### AIM OF THE EXERCISE:
Transcribe the whole listing without a single picture.

### RECORD LIST:
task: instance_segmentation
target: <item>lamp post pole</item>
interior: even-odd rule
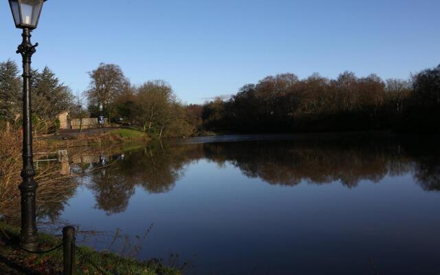
[[[17,54],[23,57],[23,182],[19,188],[21,193],[21,245],[28,250],[35,251],[38,247],[36,236],[36,192],[38,187],[34,179],[34,157],[32,151],[32,118],[31,105],[31,58],[38,43],[30,41],[31,30],[23,29],[23,42],[19,45]]]

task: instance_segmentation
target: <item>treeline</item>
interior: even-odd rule
[[[21,127],[23,80],[19,67],[10,60],[0,63],[0,129]],[[57,125],[58,115],[72,108],[74,97],[47,67],[32,70],[31,82],[33,128],[47,132]]]
[[[440,132],[440,66],[409,80],[359,78],[348,72],[336,79],[283,74],[246,85],[230,100],[203,105],[182,103],[164,80],[132,85],[115,64],[90,72],[88,89],[77,96],[48,67],[33,72],[32,118],[41,132],[59,127],[63,111],[71,118],[102,116],[157,138],[206,131]],[[15,63],[0,63],[0,126],[21,125],[21,82]]]
[[[102,63],[89,74],[91,82],[85,96],[91,116],[103,116],[114,123],[138,126],[158,138],[190,136],[196,132],[186,107],[166,82],[133,85],[114,64]]]
[[[206,103],[202,116],[206,129],[220,131],[440,132],[440,66],[408,80],[348,72],[336,79],[268,76]]]

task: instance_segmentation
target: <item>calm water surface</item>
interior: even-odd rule
[[[68,167],[86,175],[60,218],[105,232],[80,238],[98,249],[188,262],[189,274],[438,274],[433,144],[267,135],[96,148]]]

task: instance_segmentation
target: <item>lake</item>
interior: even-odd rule
[[[65,168],[85,175],[52,219],[87,231],[81,243],[186,263],[188,274],[436,274],[437,140],[226,135],[94,148]]]

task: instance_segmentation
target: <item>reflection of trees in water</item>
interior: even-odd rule
[[[162,148],[152,144],[94,170],[88,186],[96,198],[96,208],[108,214],[124,212],[138,186],[150,193],[169,192],[192,160],[188,153],[185,146]]]
[[[440,190],[440,155],[421,157],[416,162],[414,177],[424,190]]]
[[[387,175],[413,171],[415,179],[425,190],[439,190],[439,157],[412,154],[407,150],[408,146],[384,141],[339,140],[165,146],[151,144],[125,153],[123,160],[112,165],[93,171],[89,188],[96,197],[97,208],[109,214],[121,212],[126,208],[136,187],[150,193],[168,192],[184,173],[186,165],[206,159],[220,167],[232,164],[245,176],[261,178],[270,184],[293,186],[302,182],[310,184],[340,182],[353,188],[362,180],[377,183]]]
[[[208,144],[205,147],[210,152],[222,152],[221,161],[226,157],[249,177],[286,186],[302,181],[314,184],[340,181],[354,187],[362,179],[378,182],[388,173],[406,173],[410,164],[386,148],[355,144],[341,146],[339,142]],[[208,155],[217,157],[216,154]]]

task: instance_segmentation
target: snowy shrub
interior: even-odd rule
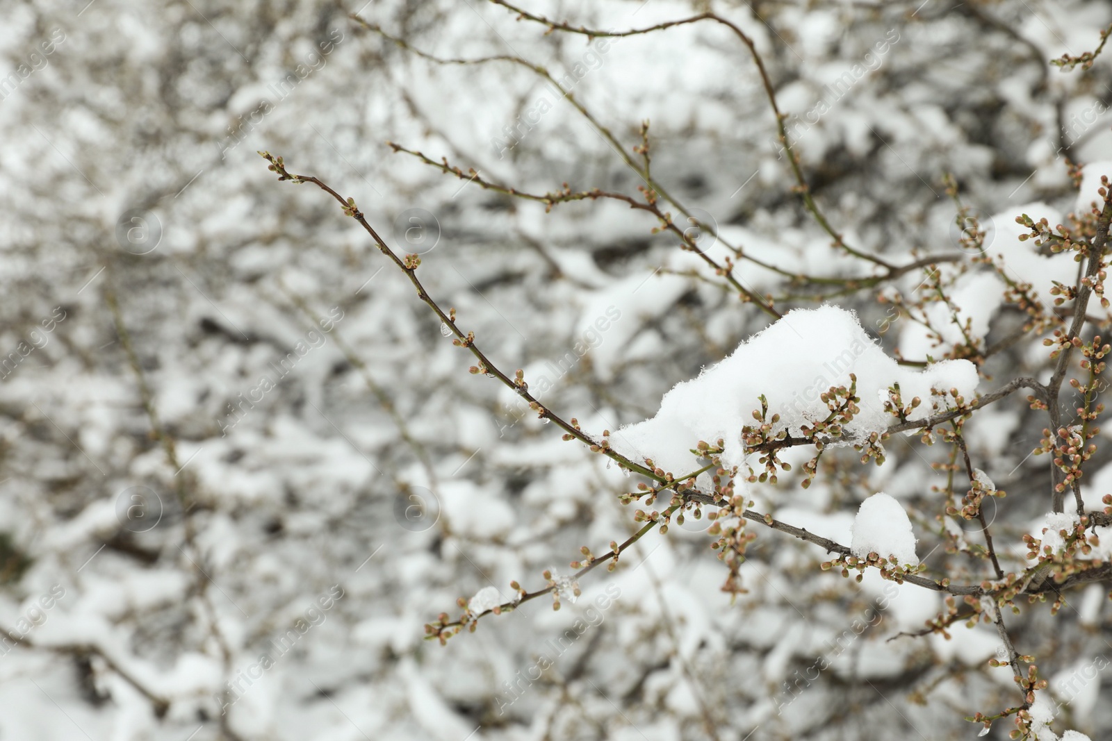
[[[9,16],[0,739],[1112,729],[1105,3]]]

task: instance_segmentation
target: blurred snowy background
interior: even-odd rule
[[[1078,198],[1066,156],[1112,159],[1109,59],[1048,63],[1096,47],[1108,2],[528,7],[615,30],[713,8],[764,56],[846,241],[896,264],[959,250],[950,172],[1016,274],[1039,291],[1072,280],[1069,256],[1021,246],[1012,218],[1055,223]],[[446,647],[421,640],[457,598],[508,599],[510,580],[536,589],[580,545],[628,537],[617,494],[636,479],[468,374],[358,224],[312,186],[277,182],[256,150],[423,252],[460,326],[504,370],[546,377],[545,404],[594,433],[652,417],[770,318],[651,233],[648,214],[613,201],[545,213],[393,152],[536,193],[566,181],[637,197],[641,182],[534,71],[437,64],[353,12],[444,59],[545,67],[626,152],[651,121],[656,179],[784,273],[872,274],[791,192],[753,60],[718,24],[588,44],[480,0],[0,2],[0,741],[964,739],[980,727],[963,715],[1016,703],[1009,671],[985,663],[992,627],[886,642],[941,598],[821,572],[821,549],[781,533],[758,532],[731,603],[705,521],[653,532],[558,612],[536,600]],[[961,341],[932,349],[878,288],[792,286],[736,261],[782,310],[815,296],[857,310],[890,354]],[[1019,326],[991,271],[954,280],[987,344]],[[1046,362],[1020,342],[985,363],[980,390]],[[994,528],[1017,562],[1049,507],[1045,458],[1025,458],[1042,427],[1016,399],[969,428],[976,464],[1009,491]],[[885,491],[930,573],[971,578],[977,562],[931,552],[931,487],[946,474],[930,463],[945,451],[896,441],[882,468],[850,452],[807,490],[755,487],[762,511],[848,542],[860,502]],[[812,672],[881,597],[878,624]],[[1112,655],[1104,597],[1076,590],[1056,618],[1044,605],[1014,623],[1021,652],[1060,679],[1055,728],[1093,738],[1112,733],[1099,702],[1112,679],[1090,671]]]

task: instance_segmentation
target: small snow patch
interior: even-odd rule
[[[911,520],[903,505],[883,492],[861,503],[853,521],[850,551],[857,558],[875,552],[885,559],[894,555],[901,564],[919,565]]]

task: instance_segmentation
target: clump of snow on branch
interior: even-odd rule
[[[484,587],[475,592],[475,597],[467,600],[467,610],[474,614],[483,614],[487,610],[494,610],[503,603],[502,594],[495,587]]]
[[[896,557],[901,564],[919,565],[915,555],[915,533],[903,504],[884,492],[877,492],[861,503],[853,521],[850,551],[857,558],[878,553]]]
[[[830,413],[820,398],[831,387],[850,387],[856,375],[861,413],[846,424],[843,437],[863,438],[887,428],[894,419],[884,412],[888,389],[900,384],[904,405],[914,397],[922,403],[907,415],[925,419],[946,408],[943,395],[956,388],[966,399],[976,390],[976,368],[967,360],[946,360],[916,371],[898,366],[862,329],[854,312],[840,307],[796,309],[754,334],[726,359],[677,383],[661,401],[656,417],[622,428],[617,448],[636,458],[682,474],[693,468],[688,452],[699,440],[725,440],[723,460],[745,460],[742,428],[753,424],[759,397],[768,401],[768,417],[780,414],[773,431],[802,434]],[[932,394],[932,389],[939,393]]]

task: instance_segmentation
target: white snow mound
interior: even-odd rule
[[[884,492],[863,501],[853,521],[850,551],[857,558],[875,552],[884,559],[896,557],[901,565],[919,565],[915,533],[903,504]]]
[[[820,394],[834,385],[848,388],[850,373],[857,377],[861,413],[844,428],[844,438],[880,432],[895,421],[883,408],[894,383],[905,407],[913,397],[922,400],[910,414],[913,420],[945,408],[942,398],[932,398],[932,388],[956,388],[972,399],[977,384],[976,368],[967,360],[945,360],[921,371],[898,366],[851,311],[834,306],[795,309],[697,378],[677,383],[664,394],[656,417],[622,428],[612,442],[632,459],[652,458],[679,477],[696,468],[689,451],[699,440],[714,444],[721,438],[724,462],[742,465],[742,427],[757,423],[753,411],[761,408],[762,393],[768,418],[781,415],[773,431],[786,428],[798,434],[802,424],[826,419]]]

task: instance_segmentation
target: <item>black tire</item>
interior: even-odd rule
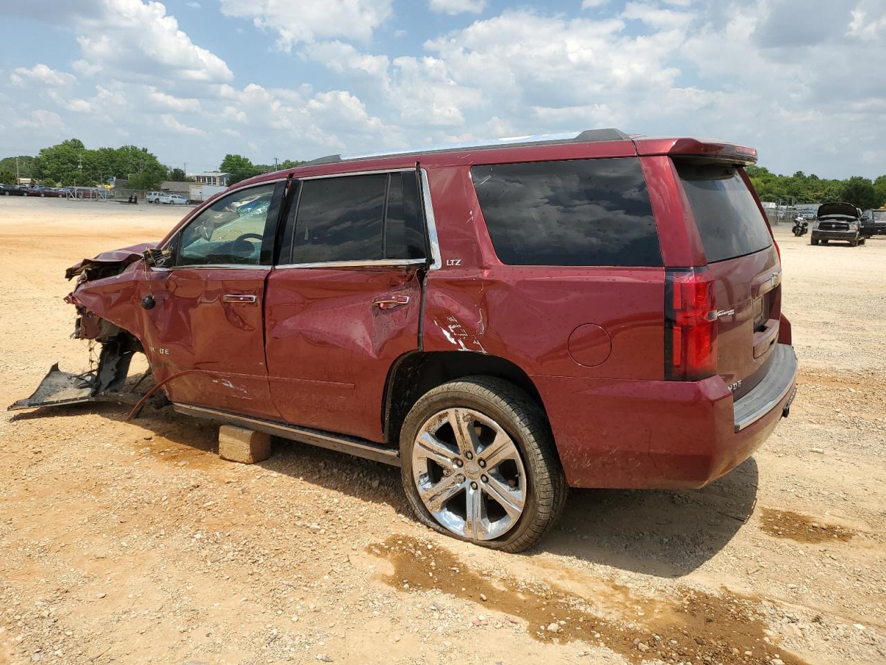
[[[523,513],[509,530],[493,540],[463,537],[440,525],[425,508],[413,480],[412,448],[419,429],[434,414],[454,407],[477,411],[498,423],[517,444],[525,469]],[[403,421],[400,450],[403,488],[419,521],[459,540],[503,552],[523,552],[554,526],[566,503],[569,487],[547,417],[525,392],[501,379],[466,377],[427,392]]]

### REPLY TO THE EXERCISE:
task: instance_segmentation
target: <item>lamp post pole</item>
interior: even-odd rule
[[[17,54],[23,57],[23,182],[19,188],[21,193],[21,245],[28,250],[35,251],[38,247],[36,236],[36,192],[38,187],[34,179],[34,157],[32,151],[32,118],[31,105],[31,58],[38,43],[30,41],[31,30],[23,29],[23,42],[19,45]]]

task: instance_segmentation
target: <item>treeline</item>
interior: even-odd rule
[[[21,127],[23,80],[19,67],[10,60],[0,63],[0,129]],[[57,125],[58,115],[72,108],[74,97],[47,67],[32,70],[31,82],[33,128],[47,132]]]
[[[440,132],[440,66],[409,80],[359,78],[348,72],[336,79],[283,74],[246,85],[230,100],[203,105],[182,103],[164,80],[132,85],[115,64],[90,72],[88,89],[77,96],[48,67],[33,72],[32,118],[41,132],[59,127],[63,111],[71,118],[102,116],[157,138],[206,131]],[[15,63],[0,63],[0,126],[21,125],[21,82]]]
[[[102,63],[89,74],[91,82],[85,96],[91,116],[103,116],[114,123],[138,126],[158,138],[190,136],[196,132],[186,107],[166,82],[133,85],[114,64]]]
[[[206,103],[202,116],[206,129],[220,131],[440,132],[440,66],[408,80],[348,72],[336,79],[268,76]]]

task: instance_segmentation
target: <item>calm water surface</item>
interior: even-odd rule
[[[68,167],[86,175],[60,218],[105,232],[80,238],[98,249],[188,262],[189,274],[438,274],[433,144],[267,135],[96,148]]]

task: instance_segmentation
target: <item>lake</item>
interior: even-odd rule
[[[65,168],[85,175],[52,219],[87,231],[81,243],[186,263],[188,274],[436,274],[437,140],[226,135],[94,148]]]

task: instance_segmentation
target: <item>reflection of trees in water</item>
interior: even-odd rule
[[[162,148],[152,144],[94,170],[88,186],[96,198],[96,208],[108,214],[124,212],[138,186],[150,193],[169,192],[192,160],[188,153],[185,146]]]
[[[440,190],[440,155],[421,157],[416,162],[414,177],[424,190]]]
[[[387,175],[413,171],[415,179],[425,190],[439,190],[439,157],[412,154],[407,150],[408,146],[384,141],[339,140],[165,146],[151,144],[125,153],[123,160],[112,165],[93,171],[89,188],[96,197],[97,208],[109,214],[121,212],[126,208],[136,187],[150,193],[168,192],[184,173],[186,165],[206,159],[220,167],[232,164],[245,176],[261,178],[270,184],[293,186],[302,182],[310,184],[340,182],[353,188],[362,180],[377,183]]]
[[[208,144],[205,147],[210,152],[222,152],[221,161],[226,157],[249,177],[286,186],[302,181],[314,184],[340,181],[354,187],[362,179],[378,182],[388,173],[406,173],[410,164],[386,148],[355,144],[341,146],[339,142]],[[208,155],[217,157],[216,154]]]

task: instance_segmentation
target: snowy shrub
interior: even-odd rule
[[[9,16],[0,739],[1112,729],[1105,3]]]

task: instance_segmentation
target: blurred snowy background
interior: even-odd rule
[[[1078,198],[1066,156],[1112,159],[1109,59],[1048,63],[1096,47],[1108,2],[528,7],[615,30],[713,8],[764,56],[846,241],[896,264],[959,250],[950,172],[1016,274],[1039,291],[1072,280],[1069,256],[1021,246],[1012,218],[1055,223]],[[446,647],[421,640],[457,598],[508,599],[510,580],[536,589],[580,545],[628,537],[617,494],[636,479],[468,374],[358,224],[312,186],[277,182],[256,150],[423,252],[460,326],[504,370],[546,377],[545,404],[594,433],[652,417],[770,318],[651,233],[648,214],[613,201],[545,213],[393,152],[536,193],[566,181],[637,197],[641,182],[534,71],[437,64],[353,12],[444,59],[545,67],[626,152],[651,121],[656,179],[784,273],[872,274],[791,192],[753,60],[718,24],[588,44],[480,0],[0,2],[0,741],[964,739],[980,727],[963,715],[1016,703],[1009,671],[985,663],[992,627],[886,642],[941,598],[821,572],[821,549],[781,533],[758,532],[731,603],[705,521],[653,532],[558,612],[536,600]],[[961,341],[932,349],[878,288],[792,286],[736,261],[782,310],[815,296],[857,310],[890,354]],[[1019,326],[991,271],[954,280],[987,344]],[[1046,362],[1020,342],[985,363],[980,390]],[[994,528],[1017,562],[1049,507],[1045,458],[1025,458],[1042,427],[1016,399],[969,428],[976,464],[1009,491]],[[885,491],[930,573],[971,578],[977,562],[931,552],[931,487],[946,474],[930,463],[945,451],[896,441],[882,468],[850,452],[807,490],[755,487],[762,511],[848,542],[860,502]],[[812,672],[881,597],[878,624]],[[1112,655],[1104,597],[1076,590],[1056,618],[1044,605],[1014,623],[1021,652],[1060,679],[1055,728],[1093,738],[1112,733],[1099,702],[1112,679],[1090,671]]]

task: instance_segmentation
target: small snow patch
interior: even-odd rule
[[[911,520],[903,505],[883,492],[861,503],[853,521],[850,551],[857,558],[875,552],[885,559],[894,555],[901,564],[919,565]]]

task: instance_segmentation
target: clump of snow on branch
interior: even-odd rule
[[[484,587],[475,592],[475,597],[467,600],[467,610],[474,614],[483,614],[487,610],[494,610],[503,603],[502,594],[495,587]]]
[[[896,557],[901,564],[919,565],[915,555],[915,533],[903,504],[884,492],[877,492],[861,503],[853,521],[850,551],[857,558],[878,553]]]
[[[830,413],[820,398],[831,387],[850,387],[856,375],[861,413],[846,424],[843,437],[863,438],[887,428],[894,419],[884,412],[888,389],[900,384],[904,405],[914,397],[922,403],[907,415],[925,419],[946,408],[943,395],[956,388],[966,399],[976,390],[976,368],[967,360],[946,360],[916,371],[898,366],[862,329],[854,312],[840,307],[796,309],[754,334],[726,359],[677,383],[661,401],[656,417],[622,428],[617,448],[636,458],[682,474],[693,468],[688,452],[699,440],[725,440],[723,460],[745,460],[742,428],[753,424],[759,397],[768,401],[768,417],[780,414],[773,431],[802,434]],[[932,394],[932,389],[939,393]]]

task: instance_segmentation
target: white snow mound
interior: even-odd rule
[[[884,492],[863,501],[853,521],[850,551],[857,558],[875,552],[884,559],[896,557],[901,565],[919,565],[915,533],[903,504]]]
[[[820,394],[834,385],[848,388],[850,373],[857,377],[861,413],[844,428],[844,438],[880,432],[895,421],[883,408],[894,383],[905,407],[913,397],[922,400],[910,414],[913,420],[945,408],[942,398],[932,398],[932,388],[956,388],[972,399],[977,384],[976,368],[967,360],[945,360],[921,371],[898,366],[851,311],[834,306],[795,309],[697,378],[677,383],[664,394],[656,417],[622,428],[612,442],[632,459],[652,458],[679,477],[696,468],[689,451],[699,440],[714,444],[721,438],[724,462],[742,465],[742,427],[757,423],[753,411],[761,408],[762,393],[768,418],[781,415],[773,431],[786,428],[798,434],[802,424],[826,419]]]

task: instance_segmentation
target: <item>black tire</item>
interior: even-odd rule
[[[523,513],[509,530],[493,540],[463,537],[440,525],[425,508],[413,480],[412,448],[419,429],[434,414],[454,407],[477,411],[498,423],[517,444],[525,469]],[[403,421],[400,450],[403,488],[419,521],[459,540],[503,552],[523,552],[554,526],[566,503],[569,487],[547,417],[525,392],[501,379],[466,377],[427,392]]]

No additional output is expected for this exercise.